(Rows listed in a dataset)
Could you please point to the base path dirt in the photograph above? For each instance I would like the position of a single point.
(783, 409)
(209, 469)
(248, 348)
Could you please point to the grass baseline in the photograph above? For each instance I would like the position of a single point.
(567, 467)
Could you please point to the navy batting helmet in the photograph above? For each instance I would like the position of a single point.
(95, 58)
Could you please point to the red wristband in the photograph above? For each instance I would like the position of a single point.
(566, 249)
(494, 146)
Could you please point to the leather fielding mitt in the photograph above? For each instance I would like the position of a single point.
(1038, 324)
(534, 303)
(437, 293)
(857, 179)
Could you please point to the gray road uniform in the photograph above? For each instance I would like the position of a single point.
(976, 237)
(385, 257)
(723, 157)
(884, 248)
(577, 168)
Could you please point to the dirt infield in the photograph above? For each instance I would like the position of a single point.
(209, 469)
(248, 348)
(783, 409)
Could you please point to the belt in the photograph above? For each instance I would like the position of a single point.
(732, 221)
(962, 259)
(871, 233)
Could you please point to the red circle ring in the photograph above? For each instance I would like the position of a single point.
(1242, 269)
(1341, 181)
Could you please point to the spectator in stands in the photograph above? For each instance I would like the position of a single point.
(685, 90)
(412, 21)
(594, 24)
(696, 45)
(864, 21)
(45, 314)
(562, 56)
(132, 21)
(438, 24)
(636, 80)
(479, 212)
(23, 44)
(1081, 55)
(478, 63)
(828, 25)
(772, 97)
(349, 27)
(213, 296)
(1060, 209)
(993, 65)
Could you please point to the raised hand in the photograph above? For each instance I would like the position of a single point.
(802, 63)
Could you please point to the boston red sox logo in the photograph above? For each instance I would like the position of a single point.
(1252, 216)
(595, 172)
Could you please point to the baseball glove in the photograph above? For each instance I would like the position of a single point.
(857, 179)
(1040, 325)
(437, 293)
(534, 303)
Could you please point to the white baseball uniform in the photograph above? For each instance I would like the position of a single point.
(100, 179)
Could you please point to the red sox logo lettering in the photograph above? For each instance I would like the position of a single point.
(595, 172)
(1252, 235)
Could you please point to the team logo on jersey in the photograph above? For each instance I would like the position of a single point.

WHAT YOU HAVE TO DO
Write out every line from the one containing "Could you please point to the red sox" through the last of the rows, copying each line without change.

COMPLETED EXERCISE
Could you please point to the red sox logo lettering in the photograph above? For each instance I would like the position of a single point.
(595, 172)
(1252, 235)
Could you please point to the team logo on jersey in the photograph above? For each instance I would like the position of a single point.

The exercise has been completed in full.